_WHAT YOU SHOULD DO_
From the records below, return every line containing the word "carries".

====== RECORDS FOR PROCESSING

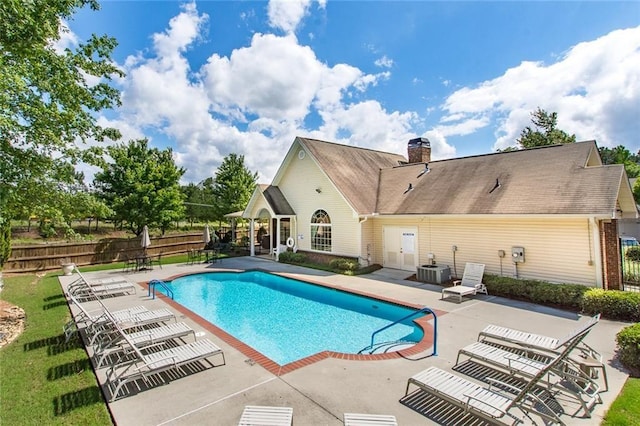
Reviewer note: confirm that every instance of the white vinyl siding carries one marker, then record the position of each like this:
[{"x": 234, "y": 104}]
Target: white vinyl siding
[
  {"x": 556, "y": 249},
  {"x": 298, "y": 183}
]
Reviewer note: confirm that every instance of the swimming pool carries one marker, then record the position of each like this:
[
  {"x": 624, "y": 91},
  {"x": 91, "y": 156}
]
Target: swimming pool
[{"x": 286, "y": 319}]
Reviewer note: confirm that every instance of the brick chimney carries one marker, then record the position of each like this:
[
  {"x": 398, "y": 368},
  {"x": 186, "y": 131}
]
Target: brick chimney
[{"x": 419, "y": 150}]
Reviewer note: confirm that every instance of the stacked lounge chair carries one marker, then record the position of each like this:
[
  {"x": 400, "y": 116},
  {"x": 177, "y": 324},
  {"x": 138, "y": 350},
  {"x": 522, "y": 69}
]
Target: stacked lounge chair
[
  {"x": 145, "y": 365},
  {"x": 566, "y": 376},
  {"x": 499, "y": 401},
  {"x": 136, "y": 343},
  {"x": 101, "y": 323},
  {"x": 84, "y": 289},
  {"x": 259, "y": 415}
]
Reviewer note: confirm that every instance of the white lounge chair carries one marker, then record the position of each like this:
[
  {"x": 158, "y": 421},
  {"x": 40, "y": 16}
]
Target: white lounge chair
[
  {"x": 94, "y": 289},
  {"x": 565, "y": 376},
  {"x": 98, "y": 324},
  {"x": 538, "y": 341},
  {"x": 112, "y": 344},
  {"x": 470, "y": 284},
  {"x": 588, "y": 358},
  {"x": 145, "y": 365},
  {"x": 356, "y": 419},
  {"x": 257, "y": 415},
  {"x": 487, "y": 403}
]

============

_REPLY TO THE TASK_
Reviewer note: confirm that every instance of the white vinyl siding carries one marker, then record the position of each like this:
Reviewer note: confirm that every instance of the swimming pool carries one marker, then record the position of each like this:
Reviewer note: confirm that every instance of the brick chimney carries one marker, then record the position of each like this:
Reviewer note: confirm that every instance of the stacked lounge chair carries one marker, then record the position of each like this:
Reviewer note: confirm that every instance of the white lounge chair carries one marker, then record the position of each like this:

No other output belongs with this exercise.